• [Dataset entries]:
---+---
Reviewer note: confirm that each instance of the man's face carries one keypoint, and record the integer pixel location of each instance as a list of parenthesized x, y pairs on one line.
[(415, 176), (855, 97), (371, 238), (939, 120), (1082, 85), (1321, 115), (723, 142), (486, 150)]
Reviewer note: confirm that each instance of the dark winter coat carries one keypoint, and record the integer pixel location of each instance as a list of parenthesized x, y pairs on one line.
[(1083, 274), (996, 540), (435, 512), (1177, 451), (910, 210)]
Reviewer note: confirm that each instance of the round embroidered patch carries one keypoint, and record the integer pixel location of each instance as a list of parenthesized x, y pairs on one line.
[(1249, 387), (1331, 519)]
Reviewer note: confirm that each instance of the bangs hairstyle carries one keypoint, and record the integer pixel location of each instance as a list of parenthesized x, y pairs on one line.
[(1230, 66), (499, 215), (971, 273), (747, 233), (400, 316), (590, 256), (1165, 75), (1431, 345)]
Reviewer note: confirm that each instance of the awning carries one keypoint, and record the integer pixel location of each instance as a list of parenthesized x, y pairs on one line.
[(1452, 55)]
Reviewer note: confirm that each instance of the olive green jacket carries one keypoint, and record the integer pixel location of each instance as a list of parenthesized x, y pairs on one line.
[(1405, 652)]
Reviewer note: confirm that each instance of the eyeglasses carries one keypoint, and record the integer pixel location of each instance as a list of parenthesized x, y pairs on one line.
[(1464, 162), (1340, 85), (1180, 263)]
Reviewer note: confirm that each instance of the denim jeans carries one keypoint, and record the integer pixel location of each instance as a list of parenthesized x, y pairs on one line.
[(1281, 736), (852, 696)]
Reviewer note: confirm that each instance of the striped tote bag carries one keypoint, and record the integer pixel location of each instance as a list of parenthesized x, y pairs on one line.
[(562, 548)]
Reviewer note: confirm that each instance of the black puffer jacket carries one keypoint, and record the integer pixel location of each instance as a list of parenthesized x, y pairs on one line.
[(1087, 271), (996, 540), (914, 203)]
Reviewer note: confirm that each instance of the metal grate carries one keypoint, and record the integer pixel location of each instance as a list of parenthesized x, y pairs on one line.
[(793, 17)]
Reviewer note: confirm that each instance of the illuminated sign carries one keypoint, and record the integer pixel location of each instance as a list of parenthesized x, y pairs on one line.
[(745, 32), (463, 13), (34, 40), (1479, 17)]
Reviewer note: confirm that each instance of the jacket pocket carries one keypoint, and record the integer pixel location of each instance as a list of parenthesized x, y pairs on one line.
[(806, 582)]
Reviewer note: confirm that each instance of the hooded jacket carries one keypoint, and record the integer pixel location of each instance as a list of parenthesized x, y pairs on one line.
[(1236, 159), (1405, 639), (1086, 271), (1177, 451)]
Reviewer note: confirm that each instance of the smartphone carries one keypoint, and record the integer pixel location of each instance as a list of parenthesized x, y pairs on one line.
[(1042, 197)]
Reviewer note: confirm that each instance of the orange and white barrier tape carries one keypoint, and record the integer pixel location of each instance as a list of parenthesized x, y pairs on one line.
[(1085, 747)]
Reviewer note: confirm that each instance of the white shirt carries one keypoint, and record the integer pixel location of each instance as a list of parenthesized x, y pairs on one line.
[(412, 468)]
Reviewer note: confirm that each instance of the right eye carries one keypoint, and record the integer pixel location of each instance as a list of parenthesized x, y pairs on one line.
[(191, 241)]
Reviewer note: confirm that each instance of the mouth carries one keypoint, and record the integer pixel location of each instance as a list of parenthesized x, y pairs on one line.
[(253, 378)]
---+---
• [Instructions to follow]: Write the records out again. Each one must match exactly.

• [Result of the exercise]:
Reviewer note: confirm that each instance of the man's face carries one keypoint, and record the integer pixel location of each instance as a list of parenthesized x, y pairs on one line.
[(415, 176), (855, 97), (371, 238), (939, 120), (1082, 85), (1321, 115), (723, 142), (486, 150)]
Reviewer note: confirm that each instance of the dark winter coat carries one keypoint, and record the integer pixel location of each instance as a list of parenthesized x, y pairs on one line.
[(1083, 274), (996, 540), (435, 512), (1177, 451), (910, 210)]
Reviewer note: confirm that each instance of the round embroidered patch carries one keypoint, and record the integer pixel location of each instance as a list of parenthesized x, y pairs on one line.
[(1249, 387), (1331, 519)]
Reviewer note: confirm that each instance of the bangs hairstyle carries one keypoint, and record the integer pixel location of each instance as a list of parenthesized x, y pairs on one line.
[(1230, 66), (499, 215), (971, 273), (747, 233), (400, 316), (590, 256), (1165, 75), (1431, 345)]
Reviewer note: confirm that each instance of the awning carries one keypoint, and record the integer pixel location of each instance as a list of parenthesized x, y pairs on one line.
[(1452, 55)]
Reviewer note: confirm that each instance of the olive green jacket carries one keypoint, and record the integer pixel location of each instance as a list of parenthesized x, y pairs on one line.
[(1405, 652)]
Reviewer note: confirm that each instance of the eyeglasses carries one keypoint, and record the integer pixel location of each instance as a list of parenthesized x, y pairs on one line.
[(1464, 162), (1340, 85), (1180, 263)]
Reviewer note: confirm that each instance of the denim jeans carries one keypoint, and record the integer pixel location of each instance as a list of parenthesized x, y pairs on one line.
[(1281, 736), (852, 696)]
Reviewer note: confirm that each instance of the striped tote bag carries one keypoint, and record the integer pixel location of each instance as a list of parenthesized x, y pairs on one line.
[(562, 548)]
Reviewer note: confirm that each instance of the black puffer jacket carries one keypoint, and record the integer pixel location of each instance as a list of parenthesized x, y pairs on one line.
[(1087, 271), (996, 540), (914, 203)]
Reviewer note: confirm that each instance of the metal grate carries one keypoint, and record the integer pixel location of each instance as a list of parenthesized x, y pairs on one line.
[(793, 17)]
Reviewer note: confirm that each instance of the illuminated sign carries one keypoint, and record the integer pixel location of each instance as a list of parenthesized x, y pairs on one line.
[(745, 32), (463, 13), (34, 40), (1479, 17)]
Reviewer note: confirm that each instance of the jacket pocket carries one keypoint, and record the integer pixel location of each instance as a list of parenthesized x, y pairs on one line.
[(806, 582)]
Reviewer note: confirm that each instance of the hooded jacket carries one keypoint, and record the integer pixel location of each instance as a list of parenthesized x, y pairs on one line.
[(1236, 159), (1405, 639), (1086, 271), (1177, 451)]
Reviewer note: confirm that each instance of the smartphone carries one keypoint, and record the integer pixel location of each instance as a list of parenthesized x, y pairs on one line.
[(1042, 197)]
Reviewer note: confirm that each instance of the orange and white barrier tape carries one keypoint, and record the integer pixel location of each instance as a list of parenthesized x, y pairs on one line.
[(1085, 747)]
Reviewer note: confirm that each instance of the white shirt carries one keypoint, and record the integer pixel location of each instance as a list of parenthesized x, y pairs on one line.
[(412, 468)]
Reviewer note: confirm that each instance of the right eye carries one keypoint, and record the integer pixel location of each instance as a list of parenthesized x, y pairs on one line.
[(191, 241)]
Reviewer note: confirm that each instance of the mouth carries one keypoint, and record the integer pixel location of each instance as a list of parenthesized x, y pairs on one line.
[(253, 378)]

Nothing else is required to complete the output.